**CONSIGNES**
- a) D'après le compte rendu du livre de Gilles Kepel, à quelle date le président Bush a-t-il prononcé son discours sur l'état de l'Union ?
- b) Pour chacune des affirmations suivantes, indiquez si elle concorde avec le compte rendu du livre de Gilles Kepel, en citant les mots décisifs du texte : (i) le critique juge l'opposition entre les deux discours toujours pertinente ; (ii) l'auteur du livre entend analyser deux « grands récits » ainsi que leurs faillites ; (iii) le « martyre » désigne le discours du président Bush.
- c) Prolongez le compte rendu du livre de Gilles Kepel à partir de sa dernière phrase.

**TEXTE SOURCE**
Poursuivant son travail de synthèse, Gilles Kepel dévoile et démêle les fils d'un "Orient compliqué".

"Terreur et martyre", "apprentis sorciers et Jihad armé", "néoconservateurs de Washington et néo-khomeynistes de Téhéran", "incantations millénaristes ou messianiques", "terre de mission et terre de guerre dar al harb"   : le nouveau livre de Gilles Kepel semble écrit en noir et blanc. La "terreur", c’est la "war on terror" décrétée par le président Bush contre l’"axe du mal" dans son célèbre discours sur l’état de l’Union du 29 janvier 2002. Le "martyre", c’est Al Qua’ida et les commandos pro-sunnites d’Irak. D’un côté, un président américain sûr de lui et arrogant pour avoir eu la naïveté folle de croire qu’il pourrait "accoucher au forceps la démocratie au Moyen-Orient" ; de l’autre, une nébuleuse de groupes et de réseaux terroristes qui prétendent agir au nom de l’Islam.

Ces deux discours, et ces deux guerres, opposés et intimement liés, extrêmes mais solidaires, constituent le sujet du livre. L’opposition est efficace, habile, pas toujours pertinente. Gilles Kepel se propose d’identifier et d’analyser ces deux "grands récits" - et leurs faillites. En apparence, il a donc choisi la caricature pour expliquer un sujet complexe, dont le cadre d’ensemble est cet "Orient compliqué" qu’il connaît mieux que beaucoup. Et souvent, dans son introduction, dans sa conclusion, Kepel cède ainsi à ces oppositions binaires et à la fatalité de deux forces extrêmes, donnant quelquefois l’impression qu’il se met à croire à sa propre schématisation. Du coup, il se drape dans une position entendue, et finalement confortable, celle du juste milieu qui renvoie dos à dos les deux extrêmes et prétend parler au nom de la sagesse. "Entre le marteau du Grand Récit néoconservateur et l’enclume de celui des islamistes" écrit-il pour se situer   . Et en gros, défendre le point de vue des Européens, c’est à dire des Français.

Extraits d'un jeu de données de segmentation
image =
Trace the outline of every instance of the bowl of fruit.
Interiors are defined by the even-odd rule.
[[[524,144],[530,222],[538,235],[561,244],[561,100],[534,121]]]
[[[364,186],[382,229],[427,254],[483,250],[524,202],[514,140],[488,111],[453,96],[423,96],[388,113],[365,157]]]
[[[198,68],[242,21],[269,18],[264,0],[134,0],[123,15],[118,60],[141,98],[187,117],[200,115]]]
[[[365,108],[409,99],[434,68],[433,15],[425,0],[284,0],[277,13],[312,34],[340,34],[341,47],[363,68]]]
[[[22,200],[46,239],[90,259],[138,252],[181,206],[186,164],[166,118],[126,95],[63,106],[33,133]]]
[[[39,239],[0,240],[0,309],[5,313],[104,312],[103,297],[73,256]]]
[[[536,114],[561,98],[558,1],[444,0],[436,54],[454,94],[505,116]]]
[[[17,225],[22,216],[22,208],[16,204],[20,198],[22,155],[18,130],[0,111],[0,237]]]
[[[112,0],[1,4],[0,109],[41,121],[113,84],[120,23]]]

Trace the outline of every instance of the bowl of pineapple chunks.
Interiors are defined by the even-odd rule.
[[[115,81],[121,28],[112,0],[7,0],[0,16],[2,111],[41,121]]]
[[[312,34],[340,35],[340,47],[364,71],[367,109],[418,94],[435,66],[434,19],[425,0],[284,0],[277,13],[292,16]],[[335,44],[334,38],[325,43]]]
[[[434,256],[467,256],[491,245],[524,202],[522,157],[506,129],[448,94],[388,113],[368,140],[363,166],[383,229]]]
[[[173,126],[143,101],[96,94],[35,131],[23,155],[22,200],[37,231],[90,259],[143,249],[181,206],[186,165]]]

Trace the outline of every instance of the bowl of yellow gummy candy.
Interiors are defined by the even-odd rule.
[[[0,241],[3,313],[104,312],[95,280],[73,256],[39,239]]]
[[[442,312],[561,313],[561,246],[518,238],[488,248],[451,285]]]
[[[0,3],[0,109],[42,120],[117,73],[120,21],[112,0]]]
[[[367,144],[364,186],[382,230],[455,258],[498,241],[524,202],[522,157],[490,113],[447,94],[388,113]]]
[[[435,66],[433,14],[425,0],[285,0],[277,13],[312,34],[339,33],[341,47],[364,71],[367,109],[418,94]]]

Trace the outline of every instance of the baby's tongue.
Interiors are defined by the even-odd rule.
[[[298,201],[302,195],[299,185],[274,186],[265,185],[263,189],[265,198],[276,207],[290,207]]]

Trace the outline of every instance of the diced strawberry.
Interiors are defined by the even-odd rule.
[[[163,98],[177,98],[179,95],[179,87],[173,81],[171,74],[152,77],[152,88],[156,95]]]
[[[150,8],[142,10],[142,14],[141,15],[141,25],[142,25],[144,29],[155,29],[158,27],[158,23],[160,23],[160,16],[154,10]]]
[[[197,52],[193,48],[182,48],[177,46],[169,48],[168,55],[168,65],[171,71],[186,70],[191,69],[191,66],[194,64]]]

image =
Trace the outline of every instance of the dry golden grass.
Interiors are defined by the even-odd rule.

**RÉPONSES PAR CONSIGNE**
- a) Le 29 janvier 2002.

- b)
(i) Non : « L’opposition est efficace, habile, pas toujours pertinente. »
(ii) Oui : « Gilles Kepel se propose d’identifier et d’analyser ces deux "grands récits" - et leurs faillites. »
(iii) Non : « Le "martyre", c’est Al Qua’ida et les commandos pro-sunnites d’Irak. »

- c)
On peut dès le départ s’étonner de ce parti pris. En ce qui concerne les États-Unis (premier chapitre du livre), cet étonnement conduit quelquefois à une certaine déception. On a déjà lu cent fois ses pages sur les néo-conservateurs   , ses critiques sur Guantánamo   et l’échec calamiteux en Irak. Que la guerre contre l’"Axe du mal" s’inscrive dans la continuation de la lutte contre l’ "Empire du Mal" soviétique, peut-être, mais cela est-il si pertinent ? Quant à la stratégie de George W. Bush, elle fut, n’en déplaise aux Français, plus complexe que la seule politique de "terreur" pourrait le laisser croire (George W. Bush n’aurait par exemple jamais défendu aux États-Unis la loi française sur l’interdiction du port du voile, et sa position favorable à l’entrée de la Turquie dans l’Union européenne, pour stratégique qu’elle fut, n’en est que plus déroutante si on prétend l'expliquer avec une grille de lecture simpliste sur la "terreur").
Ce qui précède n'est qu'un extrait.